=== EXERCISE DETAILS ===
Give the data back exactly. Leave out any images.

=== MATERIAL TO PROCESS ===

*** Begin section ***

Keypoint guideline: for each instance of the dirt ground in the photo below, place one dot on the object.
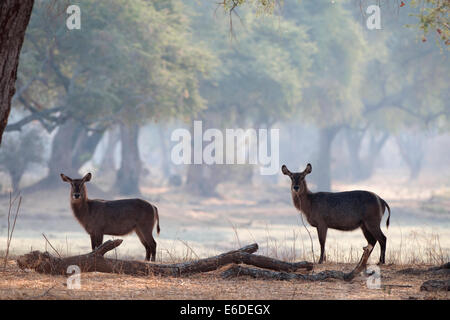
(191, 228)
(19, 284)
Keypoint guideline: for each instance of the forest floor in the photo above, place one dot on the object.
(192, 227)
(23, 284)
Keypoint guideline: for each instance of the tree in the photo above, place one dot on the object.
(332, 99)
(433, 16)
(18, 152)
(14, 18)
(259, 82)
(132, 62)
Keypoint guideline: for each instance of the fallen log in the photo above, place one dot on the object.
(442, 269)
(236, 270)
(96, 262)
(435, 285)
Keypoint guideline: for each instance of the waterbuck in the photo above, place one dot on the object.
(116, 218)
(339, 210)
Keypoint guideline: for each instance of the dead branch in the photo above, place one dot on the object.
(435, 285)
(236, 270)
(442, 269)
(95, 261)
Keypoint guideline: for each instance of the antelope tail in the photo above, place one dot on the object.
(157, 220)
(389, 209)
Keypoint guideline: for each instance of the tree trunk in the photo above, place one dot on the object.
(130, 168)
(85, 146)
(108, 160)
(362, 167)
(164, 151)
(411, 150)
(14, 18)
(95, 262)
(62, 150)
(322, 172)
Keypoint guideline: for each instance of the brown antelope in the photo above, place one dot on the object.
(116, 218)
(344, 211)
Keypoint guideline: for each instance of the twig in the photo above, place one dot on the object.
(310, 238)
(51, 245)
(43, 294)
(11, 229)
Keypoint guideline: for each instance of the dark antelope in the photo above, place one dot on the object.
(116, 218)
(339, 210)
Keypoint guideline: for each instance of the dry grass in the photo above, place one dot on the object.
(419, 237)
(19, 284)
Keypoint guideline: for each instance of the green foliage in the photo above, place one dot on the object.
(131, 61)
(262, 72)
(433, 17)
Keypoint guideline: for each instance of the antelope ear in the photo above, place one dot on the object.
(65, 178)
(308, 169)
(87, 177)
(285, 170)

*** End section ***

=== ANSWER TO THE EXERCISE ===
Keypoint guideline: for each instance of the dirt ground in the photo below, place one dot on the object.
(191, 228)
(19, 284)
Keypoint guideline: for each instance of the forest floor in the photo above, place one dot on the object.
(192, 227)
(23, 284)
Keypoint guideline: for each instance of the tree in the photo above, place one dot on the object.
(332, 99)
(433, 16)
(18, 152)
(14, 18)
(259, 82)
(132, 62)
Keypoint guideline: for each instance of the fallen log in the photo above, place one dot on the object.
(442, 269)
(236, 270)
(96, 262)
(435, 285)
Keypoint guideline: for each instance of the waterbuck in the photo above, place one dot on the object.
(116, 218)
(339, 210)
Keypoint guideline: for each instance of the dead branch in the photo above, place one dot on the object.
(435, 285)
(236, 270)
(442, 269)
(95, 261)
Keypoint guideline: for each instance of the antelope tail in the photo above, place one dot on the object.
(157, 220)
(389, 209)
Keypoint guideline: for each instance of the tree trunk in the photo above, place one dot on the object.
(130, 168)
(85, 146)
(108, 160)
(362, 167)
(164, 151)
(411, 150)
(14, 18)
(95, 262)
(62, 150)
(322, 172)
Keypoint guideline: for each instance of the brown antelope in the photo above, place one dot on the object.
(116, 218)
(344, 211)
Keypoint guideline: for each instance of the twig in the photo above, place one dot on the object.
(310, 238)
(51, 245)
(43, 294)
(11, 229)
Keypoint guideline: for each instance of the dark antelope in the photo above, place one dot on the object.
(116, 218)
(339, 210)
Keypoint guideline: for each instance of the dry grass in the photo above, place one dot on the object.
(419, 237)
(19, 284)
Keypoint guideline: for each instance of the green foliage in the photo above, place one dot on the object.
(131, 61)
(262, 72)
(433, 17)
Keypoint guideline: for each instance of the antelope ear in the photo above, place one dot on the object.
(65, 178)
(308, 169)
(87, 177)
(285, 170)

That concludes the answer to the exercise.